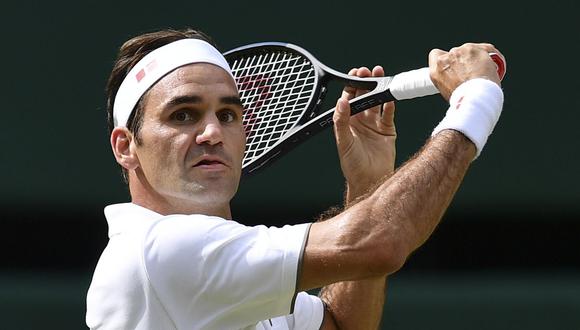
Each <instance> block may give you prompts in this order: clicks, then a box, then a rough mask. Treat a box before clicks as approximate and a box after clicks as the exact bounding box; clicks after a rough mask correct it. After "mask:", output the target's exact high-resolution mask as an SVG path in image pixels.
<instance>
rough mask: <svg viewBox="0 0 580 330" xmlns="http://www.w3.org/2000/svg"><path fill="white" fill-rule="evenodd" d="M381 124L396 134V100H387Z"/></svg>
mask: <svg viewBox="0 0 580 330" xmlns="http://www.w3.org/2000/svg"><path fill="white" fill-rule="evenodd" d="M381 124H383V125H384V126H386V127H387V128H389V129H392V132H388V133H389V134H391V135H395V134H396V133H395V102H387V103H385V104H383V113H382V114H381Z"/></svg>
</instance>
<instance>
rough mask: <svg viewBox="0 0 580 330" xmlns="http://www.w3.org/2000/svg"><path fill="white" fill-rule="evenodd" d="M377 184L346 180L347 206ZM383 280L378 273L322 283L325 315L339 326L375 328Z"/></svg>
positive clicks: (364, 194)
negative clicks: (354, 185)
mask: <svg viewBox="0 0 580 330" xmlns="http://www.w3.org/2000/svg"><path fill="white" fill-rule="evenodd" d="M390 175H392V173H390ZM381 181H382V180H381ZM357 188H358V189H357ZM376 188H377V184H376V183H375V184H374V185H368V186H366V187H364V188H363V187H361V186H357V187H353V185H349V184H347V188H346V193H345V195H346V197H345V206H346V208H348V207H350V206H352V205H353V204H355V203H356V202H357V201H358V200H360V198H363V197H364V195H365V194H368V193H369V192H370V191H372V190H374V189H376ZM386 281H387V277H386V276H378V277H373V278H368V279H363V280H357V281H343V282H337V283H333V284H330V285H327V286H325V287H323V288H322V290H321V291H320V295H319V296H320V298H321V299H322V300H323V301H324V303H325V305H326V310H327V311H326V312H327V314H326V315H327V317H331V318H332V321H334V322H333V323H334V325H336V326H337V327H338V328H339V329H378V327H379V325H380V323H381V318H382V314H383V308H384V303H385V292H386ZM327 321H329V320H327ZM330 323H332V322H330V321H329V322H327V324H330ZM330 328H332V327H329V329H330ZM323 329H324V328H323Z"/></svg>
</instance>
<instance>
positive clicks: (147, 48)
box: [106, 28, 217, 182]
mask: <svg viewBox="0 0 580 330" xmlns="http://www.w3.org/2000/svg"><path fill="white" fill-rule="evenodd" d="M188 38H189V39H201V40H204V41H206V42H208V43H210V44H211V45H213V46H214V47H216V48H217V46H216V45H215V43H214V42H213V41H212V40H211V38H210V37H209V36H208V35H207V34H205V33H203V32H201V31H199V30H194V29H191V28H186V29H182V30H174V29H165V30H160V31H155V32H148V33H144V34H141V35H139V36H136V37H134V38H131V39H130V40H128V41H127V42H125V43H124V44H123V45H122V46H121V48H120V49H119V54H118V55H117V59H116V60H115V64H114V65H113V70H112V71H111V75H110V76H109V80H108V82H107V87H106V93H107V120H108V127H109V134H110V133H111V132H112V131H113V128H115V124H114V122H113V105H114V104H115V97H116V96H117V92H118V91H119V87H120V86H121V83H122V82H123V80H124V79H125V77H126V76H127V74H128V73H129V71H131V69H132V68H133V66H135V64H137V62H139V61H140V60H141V59H142V58H143V57H145V55H147V54H149V53H150V52H152V51H153V50H155V49H157V48H159V47H162V46H165V45H167V44H170V43H172V42H174V41H177V40H181V39H188ZM146 94H147V92H145V93H144V94H143V95H142V96H141V98H140V99H139V101H138V102H137V104H136V105H135V108H133V110H132V111H131V115H130V116H129V119H128V120H127V128H128V129H129V131H130V132H131V133H132V134H133V136H134V137H135V142H136V143H137V144H140V143H141V138H140V134H139V131H140V129H141V126H142V124H143V99H144V96H145V95H146ZM121 168H122V167H121ZM122 171H123V178H124V179H125V182H128V176H127V171H126V170H125V169H124V168H122Z"/></svg>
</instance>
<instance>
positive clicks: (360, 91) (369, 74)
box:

..........

*YOUR OBJECTIVE*
Produce a verbatim copy of every entry, excluding pictures.

*YOUR SOLUTION*
Each <instance> block may give you prompts in this order: clicks, then a box, then a rough mask. Treat a box before clicks as approximate and a box after clicks as the exact bounding box; clicks after a rough mask correct it. After "mask:", output the target's exact high-resolution mask as an SVG path in image pixels.
<instance>
rough mask: <svg viewBox="0 0 580 330" xmlns="http://www.w3.org/2000/svg"><path fill="white" fill-rule="evenodd" d="M381 124L396 134V100H387Z"/></svg>
mask: <svg viewBox="0 0 580 330" xmlns="http://www.w3.org/2000/svg"><path fill="white" fill-rule="evenodd" d="M381 124H383V125H384V126H386V127H387V128H389V129H392V132H388V133H389V134H391V135H395V134H396V133H395V102H387V103H385V104H383V113H382V114H381Z"/></svg>
</instance>
<instance>
rough mask: <svg viewBox="0 0 580 330" xmlns="http://www.w3.org/2000/svg"><path fill="white" fill-rule="evenodd" d="M377 184L346 180L347 206ZM383 280L378 273L322 283L325 315L339 326L375 328Z"/></svg>
positive clicks: (364, 194)
negative clicks: (354, 185)
mask: <svg viewBox="0 0 580 330" xmlns="http://www.w3.org/2000/svg"><path fill="white" fill-rule="evenodd" d="M390 175H392V173H390ZM381 181H382V180H381ZM357 188H358V189H357ZM376 188H377V184H376V183H375V184H374V185H368V186H366V187H364V188H363V187H361V186H357V187H353V185H349V184H347V188H346V193H345V195H346V197H345V206H346V208H348V207H350V206H352V205H353V204H355V203H356V202H357V201H358V200H360V198H363V197H364V195H365V194H368V193H369V192H370V191H372V190H374V189H376ZM386 281H387V277H386V276H378V277H373V278H368V279H363V280H357V281H343V282H337V283H333V284H330V285H327V286H325V287H323V288H322V290H321V291H320V295H319V296H320V298H321V299H322V300H323V301H324V303H325V305H326V310H327V311H326V312H327V314H326V315H327V317H331V318H332V321H334V322H333V323H334V325H336V326H337V327H338V328H339V329H378V327H379V325H380V323H381V318H382V314H383V308H384V303H385V292H386ZM327 321H329V320H327ZM330 323H332V322H330V321H329V322H327V324H330ZM330 328H332V327H329V329H330ZM323 329H324V328H323Z"/></svg>
</instance>
<instance>
positive clicks: (147, 48)
box: [106, 28, 217, 182]
mask: <svg viewBox="0 0 580 330" xmlns="http://www.w3.org/2000/svg"><path fill="white" fill-rule="evenodd" d="M188 38H189V39H201V40H204V41H206V42H208V43H210V44H211V45H213V46H214V47H216V48H217V46H216V45H215V43H214V42H213V41H212V40H211V38H210V37H209V36H208V35H207V34H205V33H203V32H201V31H199V30H194V29H191V28H186V29H182V30H174V29H165V30H160V31H155V32H148V33H144V34H141V35H139V36H136V37H134V38H131V39H130V40H128V41H127V42H125V43H124V44H123V45H122V46H121V48H120V49H119V54H118V55H117V59H116V60H115V64H114V65H113V70H112V71H111V75H110V76H109V80H108V82H107V87H106V93H107V120H108V127H109V134H110V133H111V132H112V131H113V128H115V124H114V122H113V105H114V104H115V97H116V96H117V92H118V91H119V87H120V86H121V83H122V82H123V80H124V79H125V77H126V76H127V74H128V73H129V71H131V69H132V68H133V66H135V64H137V62H139V61H140V60H141V59H142V58H143V57H145V55H147V54H149V53H150V52H152V51H153V50H155V49H157V48H159V47H162V46H165V45H167V44H170V43H172V42H174V41H177V40H181V39H188ZM146 94H147V92H145V93H144V94H143V95H142V96H141V98H140V99H139V101H138V102H137V104H136V105H135V108H133V110H132V111H131V115H130V116H129V119H128V120H127V128H128V129H129V131H130V132H131V133H132V134H133V136H134V137H135V142H136V143H137V144H140V143H141V138H140V134H139V131H140V129H141V126H142V124H143V99H144V96H145V95H146ZM121 168H122V167H121ZM122 171H123V178H124V179H125V182H128V176H127V171H126V170H125V169H124V168H122Z"/></svg>
</instance>
<instance>
positive clicks: (360, 91) (369, 74)
box:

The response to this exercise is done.